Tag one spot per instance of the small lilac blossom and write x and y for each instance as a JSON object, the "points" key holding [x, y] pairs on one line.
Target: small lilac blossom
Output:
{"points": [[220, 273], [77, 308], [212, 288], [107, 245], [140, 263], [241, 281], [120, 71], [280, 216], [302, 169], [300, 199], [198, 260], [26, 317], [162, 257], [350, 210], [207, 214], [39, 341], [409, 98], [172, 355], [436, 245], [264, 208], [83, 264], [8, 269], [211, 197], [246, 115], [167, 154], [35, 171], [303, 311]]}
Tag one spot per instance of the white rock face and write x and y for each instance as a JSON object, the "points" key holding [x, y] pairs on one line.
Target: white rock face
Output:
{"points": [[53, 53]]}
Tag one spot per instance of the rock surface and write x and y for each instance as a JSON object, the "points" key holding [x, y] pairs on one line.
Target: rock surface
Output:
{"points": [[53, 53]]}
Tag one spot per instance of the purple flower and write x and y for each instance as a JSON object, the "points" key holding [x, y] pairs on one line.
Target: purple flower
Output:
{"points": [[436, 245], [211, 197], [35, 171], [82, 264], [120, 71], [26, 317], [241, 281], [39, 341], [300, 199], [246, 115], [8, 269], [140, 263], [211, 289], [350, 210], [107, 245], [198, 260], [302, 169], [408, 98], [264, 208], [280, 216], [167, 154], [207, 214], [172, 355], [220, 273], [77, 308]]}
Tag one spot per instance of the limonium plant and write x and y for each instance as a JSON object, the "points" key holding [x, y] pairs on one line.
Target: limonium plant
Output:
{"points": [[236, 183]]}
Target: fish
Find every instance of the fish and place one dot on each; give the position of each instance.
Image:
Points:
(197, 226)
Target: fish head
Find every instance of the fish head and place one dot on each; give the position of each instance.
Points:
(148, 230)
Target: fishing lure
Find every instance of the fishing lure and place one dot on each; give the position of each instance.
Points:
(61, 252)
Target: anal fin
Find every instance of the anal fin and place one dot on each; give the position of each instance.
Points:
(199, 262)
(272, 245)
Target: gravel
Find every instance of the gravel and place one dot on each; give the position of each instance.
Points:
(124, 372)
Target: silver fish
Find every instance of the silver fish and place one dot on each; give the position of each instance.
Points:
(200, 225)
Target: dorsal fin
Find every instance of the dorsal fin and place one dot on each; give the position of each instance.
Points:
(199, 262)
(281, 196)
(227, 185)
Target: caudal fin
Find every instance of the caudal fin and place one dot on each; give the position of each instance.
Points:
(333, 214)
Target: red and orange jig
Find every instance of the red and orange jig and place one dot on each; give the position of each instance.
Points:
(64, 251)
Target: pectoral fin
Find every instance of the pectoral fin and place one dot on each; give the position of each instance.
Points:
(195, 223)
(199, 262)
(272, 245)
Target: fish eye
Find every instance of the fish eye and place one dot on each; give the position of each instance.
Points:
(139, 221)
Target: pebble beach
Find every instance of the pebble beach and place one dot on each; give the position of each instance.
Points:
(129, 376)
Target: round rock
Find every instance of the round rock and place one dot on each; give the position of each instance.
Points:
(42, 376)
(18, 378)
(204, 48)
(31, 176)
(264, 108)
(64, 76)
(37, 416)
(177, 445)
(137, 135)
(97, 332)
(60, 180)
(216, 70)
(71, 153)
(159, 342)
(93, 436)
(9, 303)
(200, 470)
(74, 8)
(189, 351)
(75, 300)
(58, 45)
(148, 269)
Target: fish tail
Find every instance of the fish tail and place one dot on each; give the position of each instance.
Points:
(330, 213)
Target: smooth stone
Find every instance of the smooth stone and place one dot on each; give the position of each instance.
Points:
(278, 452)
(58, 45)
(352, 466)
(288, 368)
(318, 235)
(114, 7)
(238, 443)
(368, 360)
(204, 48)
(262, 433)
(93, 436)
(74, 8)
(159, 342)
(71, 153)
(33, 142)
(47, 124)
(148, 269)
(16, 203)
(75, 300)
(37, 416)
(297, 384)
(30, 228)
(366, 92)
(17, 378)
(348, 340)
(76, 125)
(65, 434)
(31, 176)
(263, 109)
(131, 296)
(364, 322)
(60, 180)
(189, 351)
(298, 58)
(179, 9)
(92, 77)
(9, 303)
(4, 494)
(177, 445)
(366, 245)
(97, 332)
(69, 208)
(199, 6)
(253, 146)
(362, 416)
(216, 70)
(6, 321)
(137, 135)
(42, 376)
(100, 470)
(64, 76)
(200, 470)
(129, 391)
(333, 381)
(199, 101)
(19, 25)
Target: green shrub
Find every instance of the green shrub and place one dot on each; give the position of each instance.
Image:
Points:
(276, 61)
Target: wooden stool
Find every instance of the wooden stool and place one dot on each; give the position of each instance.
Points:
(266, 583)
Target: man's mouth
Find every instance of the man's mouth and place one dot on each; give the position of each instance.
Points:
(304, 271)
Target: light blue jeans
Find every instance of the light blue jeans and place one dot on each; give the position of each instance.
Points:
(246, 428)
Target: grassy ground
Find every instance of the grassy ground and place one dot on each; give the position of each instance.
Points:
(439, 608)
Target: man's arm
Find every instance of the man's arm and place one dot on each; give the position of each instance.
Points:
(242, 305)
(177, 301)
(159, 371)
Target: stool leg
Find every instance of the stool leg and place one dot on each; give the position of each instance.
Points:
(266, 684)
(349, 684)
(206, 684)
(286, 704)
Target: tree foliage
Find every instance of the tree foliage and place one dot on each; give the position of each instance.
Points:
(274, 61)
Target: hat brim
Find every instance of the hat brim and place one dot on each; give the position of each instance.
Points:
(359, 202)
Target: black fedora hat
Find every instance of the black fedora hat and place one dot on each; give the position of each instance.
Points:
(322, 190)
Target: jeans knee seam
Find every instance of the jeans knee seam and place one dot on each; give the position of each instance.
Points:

# Task details
What you give back should be the full listing, copied exactly.

# Final answer
Tag one spot per instance of the small lilac blossom and write x and y for each instance as a JSON object, the "points" key holding [x, y] pairs on one line.
Target: small lilac blossom
Output:
{"points": [[220, 273], [77, 308], [212, 288], [107, 245], [140, 263], [241, 281], [120, 71], [280, 216], [302, 169], [300, 199], [198, 260], [26, 317], [162, 257], [350, 210], [207, 214], [39, 341], [409, 98], [172, 355], [436, 245], [264, 208], [83, 264], [8, 269], [211, 197], [246, 115], [167, 154], [35, 171], [303, 311]]}
Tag one spot per instance of the white rock face and write x and y for each instance as a JSON object, the "points" key holding [x, y] pairs on one line.
Target: white rock face
Output:
{"points": [[53, 53]]}
Tag one spot per instance of the rock surface and write x and y for each instance as a JSON object, the "points" key holding [x, y] pairs on one line.
Target: rock surface
Output:
{"points": [[53, 53]]}
Tag one spot per instance of the purple flower and write x and y for each instance as a JSON object, the "points" key holding [x, y] pairs on one line.
Target: purple flower
Output:
{"points": [[436, 245], [211, 197], [35, 171], [82, 264], [120, 71], [26, 317], [241, 281], [39, 341], [300, 199], [246, 115], [8, 269], [140, 263], [211, 289], [350, 210], [107, 245], [198, 260], [302, 169], [408, 98], [264, 208], [280, 216], [167, 154], [207, 214], [172, 355], [220, 273], [77, 308]]}
Tag one spot per instance of the limonium plant and write x and y for each instance as a JSON object, the "points" key holding [x, y] pairs on one line.
Target: limonium plant
Output:
{"points": [[236, 183]]}
Target: fish
Find every instance of the fish and place one dot on each; give the position of each instance.
Image:
Points:
(197, 226)
Target: fish head
Find every instance of the fish head and place one dot on each; give the position of each instance.
Points:
(148, 230)
Target: fishing lure
Find every instance of the fishing lure and place one dot on each; give the position of each instance.
Points:
(61, 252)
Target: anal fin
Find every instance of the anal fin and place one dot on each; give the position of each instance.
Points:
(199, 262)
(272, 245)
Target: gravel
Find every instance of the gravel and place one dot on each; give the position of each instance.
Points:
(124, 372)
Target: silver fish
Find every instance of the silver fish and place one dot on each; give the position of each instance.
Points:
(200, 225)
Target: dorsal fin
Find every instance of the dorsal fin and place one dot on each; give the position of each instance.
Points:
(199, 262)
(281, 196)
(227, 185)
Target: caudal fin
Find every instance of the caudal fin and place one dot on each; give the position of each instance.
Points:
(333, 214)
Target: red and orange jig
Find every instance of the red and orange jig and place one dot on each; give the position of each instance.
Points:
(64, 251)
Target: pectoral fin
Find every instance of the pectoral fin and place one dot on each; give the position of each instance.
Points:
(195, 223)
(199, 262)
(272, 245)
Target: fish eye
Find every instance of the fish eye and place one dot on each; give the position of each instance.
Points:
(139, 221)
Target: pebble beach
Find every instance of the pebble beach and place one dot on each; give the position of each instance.
Points:
(129, 376)
Target: round rock
Find every instance of the round rock and place one dot on each; give the position of each instance.
Points:
(42, 376)
(18, 378)
(204, 48)
(31, 176)
(264, 108)
(64, 76)
(37, 416)
(177, 445)
(137, 135)
(97, 332)
(60, 180)
(216, 70)
(71, 153)
(159, 342)
(93, 436)
(9, 303)
(200, 470)
(74, 8)
(189, 351)
(75, 300)
(58, 45)
(148, 269)
Target: fish tail
Find every instance of the fish tail and place one dot on each; give the position of each instance.
Points:
(330, 213)
Target: smooth stone
Find every instance of the smooth stone and place one dot on each; give the position of each instance.
Points:
(278, 452)
(58, 45)
(352, 466)
(288, 368)
(318, 235)
(114, 7)
(238, 443)
(368, 360)
(204, 48)
(262, 433)
(93, 436)
(74, 8)
(159, 342)
(71, 153)
(33, 142)
(47, 124)
(148, 269)
(16, 203)
(75, 300)
(37, 416)
(297, 384)
(30, 228)
(366, 92)
(17, 378)
(348, 340)
(76, 125)
(65, 434)
(31, 176)
(263, 109)
(131, 296)
(364, 322)
(60, 180)
(189, 351)
(298, 58)
(179, 9)
(92, 77)
(9, 303)
(4, 494)
(177, 445)
(366, 245)
(97, 332)
(69, 208)
(199, 6)
(253, 146)
(362, 416)
(216, 70)
(6, 321)
(137, 135)
(42, 376)
(100, 470)
(64, 76)
(200, 470)
(129, 391)
(333, 381)
(199, 101)
(19, 25)
Target: green shrub
Find every instance of the green shrub and place one dot on each; give the position of each instance.
Image:
Points:
(276, 61)
Target: wooden stool
Find every instance of the wooden stool and place one dot on each; give the position of each instance.
Points:
(266, 583)
Target: man's mouth
Find every instance of the man's mouth and place one dot on each; give the position of each instance.
Points:
(304, 271)
Target: light blue jeans
Find every instance of the light blue jeans and place one dot on each; give the position of each instance.
Points:
(246, 428)
Target: grassy ground
Find every instance of the grassy ground and place one dot on each; give the position of each instance.
Points:
(439, 608)
Target: man's arm
Find every instance of the man's arm and place one dot on each; give the position of each instance.
Points:
(242, 305)
(177, 301)
(159, 371)
Target: stool leg
Find every instance of the stool leg and place one dot on each; give the position of each instance.
Points:
(266, 684)
(349, 684)
(206, 684)
(286, 704)
Target: tree foliage
Find every instance of the tree foliage and place one dot on each; give the position of each instance.
Points:
(274, 61)
Target: hat brim
Find every instance of the hat brim and place one dot on each; give the position of each instance.
Points:
(359, 202)
Target: black fedora hat
Find every instance of the black fedora hat and place one dot on each; give the position of each instance.
Points:
(322, 190)
Target: jeans knee seam
Find every instance of the jeans knee seam and place one dot on each; give the position of each instance.
Points:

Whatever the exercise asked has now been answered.